_INSTRUCTIONS FOR THE TASK_
Pick out every line in the records below that contains the word "candle", and copy each of those lines.

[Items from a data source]

+ + +

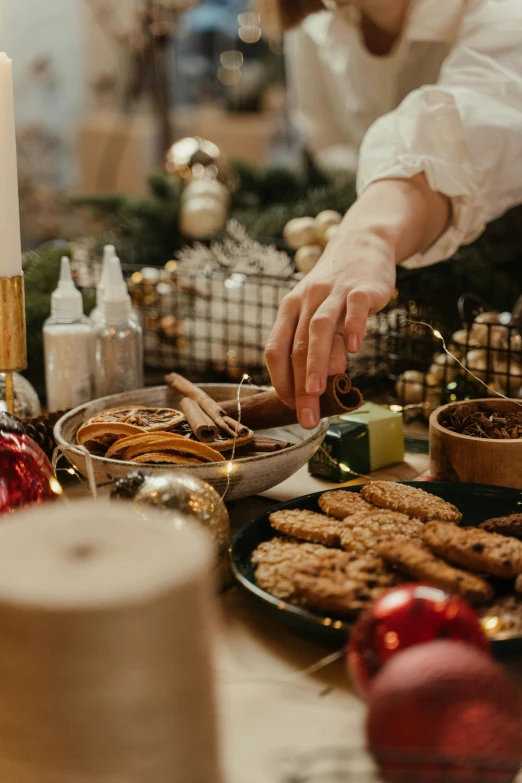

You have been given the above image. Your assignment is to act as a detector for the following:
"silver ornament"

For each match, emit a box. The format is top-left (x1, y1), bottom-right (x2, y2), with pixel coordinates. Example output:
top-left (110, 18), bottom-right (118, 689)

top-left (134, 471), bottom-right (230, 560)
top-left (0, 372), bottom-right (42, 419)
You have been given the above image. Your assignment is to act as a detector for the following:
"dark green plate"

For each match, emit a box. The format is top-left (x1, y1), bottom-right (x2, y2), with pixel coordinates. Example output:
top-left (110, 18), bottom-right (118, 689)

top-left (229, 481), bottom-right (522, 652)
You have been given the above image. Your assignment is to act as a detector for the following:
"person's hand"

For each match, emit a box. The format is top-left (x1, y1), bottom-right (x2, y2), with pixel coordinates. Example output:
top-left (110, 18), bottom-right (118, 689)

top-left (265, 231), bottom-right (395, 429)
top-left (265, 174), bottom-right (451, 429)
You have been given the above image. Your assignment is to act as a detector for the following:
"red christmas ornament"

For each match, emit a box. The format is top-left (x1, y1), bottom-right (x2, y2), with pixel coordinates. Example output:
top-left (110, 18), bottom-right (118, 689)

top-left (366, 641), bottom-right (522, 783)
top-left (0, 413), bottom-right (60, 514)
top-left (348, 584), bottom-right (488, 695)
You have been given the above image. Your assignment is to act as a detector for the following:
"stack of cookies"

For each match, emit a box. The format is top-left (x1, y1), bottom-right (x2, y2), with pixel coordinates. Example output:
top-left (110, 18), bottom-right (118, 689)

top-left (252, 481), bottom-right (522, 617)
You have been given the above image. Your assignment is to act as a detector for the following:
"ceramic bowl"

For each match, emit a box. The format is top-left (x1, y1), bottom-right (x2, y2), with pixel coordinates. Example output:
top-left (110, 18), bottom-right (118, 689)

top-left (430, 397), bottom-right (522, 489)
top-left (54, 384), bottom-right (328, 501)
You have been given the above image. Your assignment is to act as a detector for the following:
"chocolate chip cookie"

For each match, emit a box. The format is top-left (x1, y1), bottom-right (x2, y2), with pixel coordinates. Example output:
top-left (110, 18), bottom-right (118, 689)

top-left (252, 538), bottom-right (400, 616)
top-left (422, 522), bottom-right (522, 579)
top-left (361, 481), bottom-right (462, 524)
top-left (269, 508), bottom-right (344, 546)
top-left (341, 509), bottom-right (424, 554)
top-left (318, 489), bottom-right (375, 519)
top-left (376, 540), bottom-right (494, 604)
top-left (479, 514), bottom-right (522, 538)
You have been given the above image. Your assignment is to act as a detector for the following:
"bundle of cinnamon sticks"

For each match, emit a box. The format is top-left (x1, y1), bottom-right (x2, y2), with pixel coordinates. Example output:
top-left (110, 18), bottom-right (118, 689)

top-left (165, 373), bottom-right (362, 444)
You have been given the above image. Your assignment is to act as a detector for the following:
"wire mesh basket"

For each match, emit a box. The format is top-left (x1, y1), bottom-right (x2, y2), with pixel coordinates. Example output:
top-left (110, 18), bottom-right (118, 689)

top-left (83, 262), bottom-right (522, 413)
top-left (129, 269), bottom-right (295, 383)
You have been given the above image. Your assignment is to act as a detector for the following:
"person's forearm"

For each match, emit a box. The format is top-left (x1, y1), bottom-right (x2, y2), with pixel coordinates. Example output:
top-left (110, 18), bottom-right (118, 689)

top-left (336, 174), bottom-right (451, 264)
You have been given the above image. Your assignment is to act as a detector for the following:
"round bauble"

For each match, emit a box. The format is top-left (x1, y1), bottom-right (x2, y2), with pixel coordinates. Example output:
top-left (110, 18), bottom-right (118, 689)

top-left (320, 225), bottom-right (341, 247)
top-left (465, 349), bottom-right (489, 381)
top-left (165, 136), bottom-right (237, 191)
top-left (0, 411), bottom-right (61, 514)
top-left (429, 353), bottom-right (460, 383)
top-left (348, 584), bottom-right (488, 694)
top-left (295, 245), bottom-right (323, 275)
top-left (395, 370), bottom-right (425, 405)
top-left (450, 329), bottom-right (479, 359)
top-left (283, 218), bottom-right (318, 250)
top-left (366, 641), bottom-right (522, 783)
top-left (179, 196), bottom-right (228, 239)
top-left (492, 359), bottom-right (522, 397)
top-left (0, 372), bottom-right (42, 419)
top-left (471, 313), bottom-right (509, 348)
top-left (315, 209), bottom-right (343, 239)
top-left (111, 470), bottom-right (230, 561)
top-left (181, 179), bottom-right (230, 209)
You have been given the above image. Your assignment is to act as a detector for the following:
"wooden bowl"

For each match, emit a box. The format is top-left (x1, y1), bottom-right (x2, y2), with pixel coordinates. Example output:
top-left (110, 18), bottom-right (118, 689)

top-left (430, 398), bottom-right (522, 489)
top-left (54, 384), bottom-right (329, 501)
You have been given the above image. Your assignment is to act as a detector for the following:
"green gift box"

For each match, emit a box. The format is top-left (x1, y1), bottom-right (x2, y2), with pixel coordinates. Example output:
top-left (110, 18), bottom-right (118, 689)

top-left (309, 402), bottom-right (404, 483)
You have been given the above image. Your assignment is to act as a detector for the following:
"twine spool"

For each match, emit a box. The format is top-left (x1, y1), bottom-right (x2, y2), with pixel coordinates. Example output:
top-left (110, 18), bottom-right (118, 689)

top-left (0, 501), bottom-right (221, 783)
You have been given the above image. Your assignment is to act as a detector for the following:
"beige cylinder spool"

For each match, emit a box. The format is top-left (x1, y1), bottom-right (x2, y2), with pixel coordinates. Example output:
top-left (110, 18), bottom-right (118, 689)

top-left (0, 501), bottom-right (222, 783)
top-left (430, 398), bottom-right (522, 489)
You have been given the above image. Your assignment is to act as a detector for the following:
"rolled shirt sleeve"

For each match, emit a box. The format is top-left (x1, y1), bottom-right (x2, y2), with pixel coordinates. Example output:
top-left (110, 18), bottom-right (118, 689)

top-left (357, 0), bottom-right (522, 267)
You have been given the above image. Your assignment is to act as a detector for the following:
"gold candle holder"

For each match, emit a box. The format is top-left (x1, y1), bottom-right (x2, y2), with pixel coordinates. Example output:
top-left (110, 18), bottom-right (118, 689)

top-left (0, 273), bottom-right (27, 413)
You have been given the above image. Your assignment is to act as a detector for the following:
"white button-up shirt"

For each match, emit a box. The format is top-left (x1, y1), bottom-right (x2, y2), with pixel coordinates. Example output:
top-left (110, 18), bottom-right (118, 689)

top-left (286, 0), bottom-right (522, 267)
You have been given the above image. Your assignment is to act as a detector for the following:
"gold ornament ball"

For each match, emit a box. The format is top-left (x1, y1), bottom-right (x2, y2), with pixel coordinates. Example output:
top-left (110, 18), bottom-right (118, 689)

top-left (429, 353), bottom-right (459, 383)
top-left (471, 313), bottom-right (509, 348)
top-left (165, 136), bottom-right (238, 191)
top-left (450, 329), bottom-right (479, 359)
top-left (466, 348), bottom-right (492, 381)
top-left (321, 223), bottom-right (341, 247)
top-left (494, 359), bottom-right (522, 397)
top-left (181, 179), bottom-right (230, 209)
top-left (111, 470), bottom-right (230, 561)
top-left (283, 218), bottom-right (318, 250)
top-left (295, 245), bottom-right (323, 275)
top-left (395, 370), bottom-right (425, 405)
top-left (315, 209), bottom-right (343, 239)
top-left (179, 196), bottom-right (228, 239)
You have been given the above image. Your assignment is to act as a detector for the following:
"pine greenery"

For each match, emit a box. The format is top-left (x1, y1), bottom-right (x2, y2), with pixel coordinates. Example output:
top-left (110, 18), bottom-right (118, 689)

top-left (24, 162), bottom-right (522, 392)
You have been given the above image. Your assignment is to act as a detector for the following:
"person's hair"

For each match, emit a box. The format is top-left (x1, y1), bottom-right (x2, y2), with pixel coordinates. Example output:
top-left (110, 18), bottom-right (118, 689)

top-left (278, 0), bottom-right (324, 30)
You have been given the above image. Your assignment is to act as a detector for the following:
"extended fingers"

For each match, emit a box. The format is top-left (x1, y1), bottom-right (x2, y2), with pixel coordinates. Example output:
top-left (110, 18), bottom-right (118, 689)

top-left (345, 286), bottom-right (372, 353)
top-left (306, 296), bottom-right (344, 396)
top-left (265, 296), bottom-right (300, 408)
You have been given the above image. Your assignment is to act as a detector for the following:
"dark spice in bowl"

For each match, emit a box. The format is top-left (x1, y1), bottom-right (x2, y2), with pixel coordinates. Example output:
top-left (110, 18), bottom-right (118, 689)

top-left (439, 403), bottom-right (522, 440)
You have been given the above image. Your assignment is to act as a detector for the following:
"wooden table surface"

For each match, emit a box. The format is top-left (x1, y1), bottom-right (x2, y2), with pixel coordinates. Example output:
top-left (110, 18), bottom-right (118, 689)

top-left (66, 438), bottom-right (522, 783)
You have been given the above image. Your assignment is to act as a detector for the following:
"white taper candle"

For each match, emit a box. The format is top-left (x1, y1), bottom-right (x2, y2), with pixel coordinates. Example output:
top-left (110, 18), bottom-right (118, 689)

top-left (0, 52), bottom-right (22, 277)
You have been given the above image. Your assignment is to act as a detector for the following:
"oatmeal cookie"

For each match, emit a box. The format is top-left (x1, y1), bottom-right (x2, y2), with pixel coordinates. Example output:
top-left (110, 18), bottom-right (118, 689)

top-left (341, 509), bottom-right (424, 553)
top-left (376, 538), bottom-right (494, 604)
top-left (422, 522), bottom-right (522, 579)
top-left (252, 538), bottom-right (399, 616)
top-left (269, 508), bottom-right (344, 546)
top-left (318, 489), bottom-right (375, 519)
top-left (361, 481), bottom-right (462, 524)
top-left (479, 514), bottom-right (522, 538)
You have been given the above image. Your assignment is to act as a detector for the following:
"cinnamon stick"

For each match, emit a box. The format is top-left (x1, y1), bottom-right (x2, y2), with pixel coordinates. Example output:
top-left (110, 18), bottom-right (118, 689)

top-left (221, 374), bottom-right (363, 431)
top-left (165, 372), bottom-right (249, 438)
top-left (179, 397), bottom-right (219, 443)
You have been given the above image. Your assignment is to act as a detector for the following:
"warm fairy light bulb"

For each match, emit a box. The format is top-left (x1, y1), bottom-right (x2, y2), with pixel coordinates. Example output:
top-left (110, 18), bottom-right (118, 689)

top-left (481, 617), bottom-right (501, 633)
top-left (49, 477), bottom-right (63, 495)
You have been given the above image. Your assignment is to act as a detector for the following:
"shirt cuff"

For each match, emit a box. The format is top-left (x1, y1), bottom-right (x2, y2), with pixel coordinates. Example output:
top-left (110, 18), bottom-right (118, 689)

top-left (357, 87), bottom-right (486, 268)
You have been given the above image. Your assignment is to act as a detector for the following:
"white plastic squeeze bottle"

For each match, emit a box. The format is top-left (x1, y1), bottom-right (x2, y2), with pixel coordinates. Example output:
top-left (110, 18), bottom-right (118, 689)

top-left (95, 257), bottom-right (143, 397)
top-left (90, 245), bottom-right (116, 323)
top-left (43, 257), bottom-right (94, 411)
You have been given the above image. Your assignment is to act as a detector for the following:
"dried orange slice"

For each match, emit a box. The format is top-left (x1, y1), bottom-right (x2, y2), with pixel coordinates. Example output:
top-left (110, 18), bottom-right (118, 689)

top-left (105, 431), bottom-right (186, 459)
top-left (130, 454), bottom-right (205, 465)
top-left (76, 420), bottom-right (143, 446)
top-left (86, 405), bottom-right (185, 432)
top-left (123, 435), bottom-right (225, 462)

+ + +

_EXERCISE OUTPUT_
"gold candle holder"
"white taper candle"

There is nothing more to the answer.